Provided text:
** START **

Defining the variance by using $n-1$ in the denominator, where $n$ is the sample size, is done only when using the sample variance to estimate the population variance or otherwise drawing inferences about the population by using a random sample. The population variance is $\operatorname E((X-\mu)^2)$ where $\mu=\operatorname E(X),$ and if the population consists of $n$ equally probablye outcomes, then the standard deviation is given by a formula that looks like what you wrote except that it has $n$ where you have $n-1.$
The reason the second power is used in measuring dispersion is that if $X_1,\ldots,X_n$ are independent, then $$ \operatorname{var}(X_1+\cdots+X_n) = \operatorname{var}(X_1)+\cdots + \operatorname{var}(X_n). $$ You need that whenever you apply the central limit theorem.
Some reasons to define the variance and standard deviation the way they're defined:
With this definition, the mean minimizes the variance, meaning: If we compute the mean square deviation from some value $\mu$, it's minimal if $\mu$ is the mean:
\begin{eqnarray*} f(\mu)&=&\sum_i(x_i-\mu)^2\;,\\ f'(\mu)&=&-2\sum_i(x_i-\mu)\;,\\ f'(\mu)=0&\Leftrightarrow&\mu=\frac1n\sum_ix_i\;. \end{eqnarray*}
This doesn't work the same way with higher even powers, e.g.:
\begin{eqnarray*} f(\mu)&=&\sum_i(x_i-\mu)^4\;,\\ f'(\mu)&=&-4\sum_i(x_i-\mu)^3\;,\\ f'(\mu)=0&\Leftrightarrow&\sum_i(x_i-\mu)^3=0\;, \end{eqnarray*}
a cubic equation for $\mu$ without a natural interpretation. Thus, the median minimizes the mean absolute deviation, and the mean minimizes the mean square deviation, whereas the number minimizing the mean quartic deviation isn't known to have any nice properties.

** END **

Tasks to perform:
1. In the variance discussion, which quantity minimizes the mean absolute deviation?
2. Extend the variance discussion by writing the passage that follows its final sentence.

Listed records:
** START **

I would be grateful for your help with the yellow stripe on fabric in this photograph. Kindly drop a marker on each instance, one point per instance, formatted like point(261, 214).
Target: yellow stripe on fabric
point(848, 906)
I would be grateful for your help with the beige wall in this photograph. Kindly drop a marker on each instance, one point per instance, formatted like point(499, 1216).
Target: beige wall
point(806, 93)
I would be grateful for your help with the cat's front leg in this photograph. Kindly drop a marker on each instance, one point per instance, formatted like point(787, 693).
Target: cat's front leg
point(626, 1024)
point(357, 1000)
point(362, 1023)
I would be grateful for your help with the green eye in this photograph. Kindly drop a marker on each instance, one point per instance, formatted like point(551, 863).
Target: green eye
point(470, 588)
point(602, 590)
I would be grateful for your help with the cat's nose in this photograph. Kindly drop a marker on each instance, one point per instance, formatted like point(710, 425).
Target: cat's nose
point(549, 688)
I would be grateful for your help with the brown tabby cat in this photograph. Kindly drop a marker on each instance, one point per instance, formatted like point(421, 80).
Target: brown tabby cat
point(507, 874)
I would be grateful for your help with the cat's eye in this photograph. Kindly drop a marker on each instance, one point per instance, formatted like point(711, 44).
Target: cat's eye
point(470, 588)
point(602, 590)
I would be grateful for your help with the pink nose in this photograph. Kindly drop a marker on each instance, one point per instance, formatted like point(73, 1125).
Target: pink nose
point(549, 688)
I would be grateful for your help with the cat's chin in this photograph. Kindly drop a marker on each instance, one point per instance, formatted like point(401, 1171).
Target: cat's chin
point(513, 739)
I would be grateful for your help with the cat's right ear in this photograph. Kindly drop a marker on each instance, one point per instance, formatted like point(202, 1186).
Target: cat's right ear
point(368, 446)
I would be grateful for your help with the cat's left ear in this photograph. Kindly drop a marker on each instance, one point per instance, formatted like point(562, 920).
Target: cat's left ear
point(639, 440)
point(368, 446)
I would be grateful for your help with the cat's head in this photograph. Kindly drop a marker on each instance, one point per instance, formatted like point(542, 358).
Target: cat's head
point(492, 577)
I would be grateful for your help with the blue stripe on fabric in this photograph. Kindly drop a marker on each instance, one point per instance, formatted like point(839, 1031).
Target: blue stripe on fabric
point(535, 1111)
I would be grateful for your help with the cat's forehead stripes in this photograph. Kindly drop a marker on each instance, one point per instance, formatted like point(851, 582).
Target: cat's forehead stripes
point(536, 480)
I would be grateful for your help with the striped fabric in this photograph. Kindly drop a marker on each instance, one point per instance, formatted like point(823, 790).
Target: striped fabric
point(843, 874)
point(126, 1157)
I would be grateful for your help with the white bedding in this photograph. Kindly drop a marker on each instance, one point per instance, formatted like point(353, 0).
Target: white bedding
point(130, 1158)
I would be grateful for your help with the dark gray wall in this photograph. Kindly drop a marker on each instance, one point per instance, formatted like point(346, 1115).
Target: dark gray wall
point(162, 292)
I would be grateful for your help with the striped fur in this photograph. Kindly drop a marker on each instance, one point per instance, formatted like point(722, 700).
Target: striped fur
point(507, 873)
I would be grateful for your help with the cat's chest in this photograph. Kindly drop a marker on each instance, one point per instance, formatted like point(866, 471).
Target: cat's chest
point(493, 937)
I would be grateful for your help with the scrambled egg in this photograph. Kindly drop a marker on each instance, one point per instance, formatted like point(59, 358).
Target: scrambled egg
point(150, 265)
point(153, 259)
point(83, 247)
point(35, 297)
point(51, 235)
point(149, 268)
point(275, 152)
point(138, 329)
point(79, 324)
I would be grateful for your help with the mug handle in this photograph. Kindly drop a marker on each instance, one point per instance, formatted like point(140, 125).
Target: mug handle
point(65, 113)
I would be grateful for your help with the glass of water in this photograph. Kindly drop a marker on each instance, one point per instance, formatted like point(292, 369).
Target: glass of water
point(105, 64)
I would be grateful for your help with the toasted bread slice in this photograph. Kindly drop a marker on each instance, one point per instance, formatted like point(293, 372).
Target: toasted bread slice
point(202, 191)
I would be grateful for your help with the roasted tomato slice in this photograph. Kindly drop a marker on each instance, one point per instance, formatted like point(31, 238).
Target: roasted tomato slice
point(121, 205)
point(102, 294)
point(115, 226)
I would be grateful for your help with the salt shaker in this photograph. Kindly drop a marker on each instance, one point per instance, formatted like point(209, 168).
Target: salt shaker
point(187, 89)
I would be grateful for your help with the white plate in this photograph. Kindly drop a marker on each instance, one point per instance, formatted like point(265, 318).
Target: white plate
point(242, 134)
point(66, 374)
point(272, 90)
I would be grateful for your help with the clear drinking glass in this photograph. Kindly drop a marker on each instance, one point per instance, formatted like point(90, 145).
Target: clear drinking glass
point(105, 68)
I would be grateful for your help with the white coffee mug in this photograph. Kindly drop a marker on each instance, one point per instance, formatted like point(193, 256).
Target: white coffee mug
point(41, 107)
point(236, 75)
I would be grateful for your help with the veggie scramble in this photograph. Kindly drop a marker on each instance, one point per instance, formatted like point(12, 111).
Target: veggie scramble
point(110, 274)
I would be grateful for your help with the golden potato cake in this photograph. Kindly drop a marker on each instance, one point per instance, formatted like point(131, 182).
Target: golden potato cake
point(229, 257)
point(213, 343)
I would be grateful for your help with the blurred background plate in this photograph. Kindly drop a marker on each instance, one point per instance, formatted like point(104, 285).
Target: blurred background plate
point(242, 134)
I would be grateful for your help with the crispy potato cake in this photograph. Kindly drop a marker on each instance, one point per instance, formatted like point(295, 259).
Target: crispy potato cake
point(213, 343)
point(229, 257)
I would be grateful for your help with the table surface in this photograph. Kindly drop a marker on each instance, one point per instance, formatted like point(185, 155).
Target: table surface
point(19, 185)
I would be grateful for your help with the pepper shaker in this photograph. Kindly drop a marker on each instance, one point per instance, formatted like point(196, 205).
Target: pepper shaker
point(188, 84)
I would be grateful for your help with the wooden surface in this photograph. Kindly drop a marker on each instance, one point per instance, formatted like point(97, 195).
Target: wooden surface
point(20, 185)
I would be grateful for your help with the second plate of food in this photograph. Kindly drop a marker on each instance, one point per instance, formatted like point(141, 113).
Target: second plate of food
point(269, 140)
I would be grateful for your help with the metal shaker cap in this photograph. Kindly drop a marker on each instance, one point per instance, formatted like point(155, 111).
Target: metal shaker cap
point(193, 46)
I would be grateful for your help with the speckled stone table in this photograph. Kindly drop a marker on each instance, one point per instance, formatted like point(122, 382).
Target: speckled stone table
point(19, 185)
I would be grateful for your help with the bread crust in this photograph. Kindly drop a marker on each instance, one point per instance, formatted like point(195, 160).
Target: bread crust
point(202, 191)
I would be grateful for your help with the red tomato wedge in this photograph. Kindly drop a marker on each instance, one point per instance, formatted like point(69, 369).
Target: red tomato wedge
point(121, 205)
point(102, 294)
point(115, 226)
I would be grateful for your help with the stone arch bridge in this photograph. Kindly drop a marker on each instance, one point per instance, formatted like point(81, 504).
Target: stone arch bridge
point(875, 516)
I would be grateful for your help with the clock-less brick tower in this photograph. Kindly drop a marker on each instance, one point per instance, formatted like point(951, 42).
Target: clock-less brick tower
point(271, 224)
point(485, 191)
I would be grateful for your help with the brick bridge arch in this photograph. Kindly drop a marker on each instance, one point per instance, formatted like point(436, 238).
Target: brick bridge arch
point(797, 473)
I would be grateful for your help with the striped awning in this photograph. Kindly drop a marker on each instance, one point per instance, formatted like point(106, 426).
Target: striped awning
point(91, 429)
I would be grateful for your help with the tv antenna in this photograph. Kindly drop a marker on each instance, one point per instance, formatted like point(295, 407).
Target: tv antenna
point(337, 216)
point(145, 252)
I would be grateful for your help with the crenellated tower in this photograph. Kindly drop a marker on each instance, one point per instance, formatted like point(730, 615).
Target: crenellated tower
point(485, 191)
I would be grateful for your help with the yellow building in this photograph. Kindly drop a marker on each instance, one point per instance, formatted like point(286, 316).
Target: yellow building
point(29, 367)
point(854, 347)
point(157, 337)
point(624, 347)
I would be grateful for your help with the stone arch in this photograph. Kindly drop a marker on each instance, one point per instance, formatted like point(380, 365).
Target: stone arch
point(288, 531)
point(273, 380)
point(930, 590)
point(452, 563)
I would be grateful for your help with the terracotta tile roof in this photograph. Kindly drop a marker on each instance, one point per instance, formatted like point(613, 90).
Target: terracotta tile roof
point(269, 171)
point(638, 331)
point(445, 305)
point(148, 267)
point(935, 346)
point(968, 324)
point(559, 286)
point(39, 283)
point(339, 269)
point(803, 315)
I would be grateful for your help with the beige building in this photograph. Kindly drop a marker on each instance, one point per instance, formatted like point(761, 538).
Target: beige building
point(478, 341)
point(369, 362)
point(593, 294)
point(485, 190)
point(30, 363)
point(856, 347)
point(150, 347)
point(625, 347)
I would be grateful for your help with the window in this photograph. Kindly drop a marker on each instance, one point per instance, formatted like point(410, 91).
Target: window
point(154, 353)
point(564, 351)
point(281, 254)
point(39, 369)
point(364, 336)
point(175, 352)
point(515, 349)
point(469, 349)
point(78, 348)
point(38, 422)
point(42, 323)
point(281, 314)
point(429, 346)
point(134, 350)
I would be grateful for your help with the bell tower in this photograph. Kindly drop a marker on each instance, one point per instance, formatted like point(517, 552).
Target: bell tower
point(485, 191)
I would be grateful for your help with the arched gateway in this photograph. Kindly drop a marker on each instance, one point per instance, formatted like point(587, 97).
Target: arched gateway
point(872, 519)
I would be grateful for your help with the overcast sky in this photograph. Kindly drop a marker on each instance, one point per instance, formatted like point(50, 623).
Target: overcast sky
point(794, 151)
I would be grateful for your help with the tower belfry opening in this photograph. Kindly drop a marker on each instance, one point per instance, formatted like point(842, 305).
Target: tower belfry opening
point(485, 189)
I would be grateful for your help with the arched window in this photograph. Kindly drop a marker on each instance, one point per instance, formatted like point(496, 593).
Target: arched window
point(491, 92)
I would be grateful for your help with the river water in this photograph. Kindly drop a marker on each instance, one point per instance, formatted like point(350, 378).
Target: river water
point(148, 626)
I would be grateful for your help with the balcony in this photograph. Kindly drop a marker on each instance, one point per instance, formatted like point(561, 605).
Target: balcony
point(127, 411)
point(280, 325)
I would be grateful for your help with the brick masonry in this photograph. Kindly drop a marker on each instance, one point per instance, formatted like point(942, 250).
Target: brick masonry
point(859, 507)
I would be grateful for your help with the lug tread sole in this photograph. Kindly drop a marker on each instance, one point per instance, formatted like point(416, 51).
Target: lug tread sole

** END **

Results:
1. The median.

2.
The variance of independent random variables is additive:
\begin{eqnarray*} \mathsf{Var}(X+Y)&=&\mathsf E\left[(x+y-\bar x-\bar y)^2\right]\\ &=& \mathsf E\left[(x-\bar x)^2\right]+\mathsf E\left[(y-\bar y)^2\right]+2\mathsf E\left[xy-\bar xy-x\bar y+\bar x\bar y\right] \\ &=& \mathsf E\left[(x-\bar x)^2\right]+\mathsf E\left[(y-\bar y)^2\right]+2(\bar x\bar y-\bar x\bar y-\bar x\bar y+\bar x\bar y) \\ &=& \mathsf E\left[(x-\bar x)^2\right]+\mathsf E\left[(y-\bar y)^2\right] \\ &=& \mathsf{Var}(X)+\mathsf{Var}(Y)\;. \end{eqnarray*}
This, too, wouldn't work with higher even powers. This sort of additivity is at the heart of important theorems like the central limit theorem.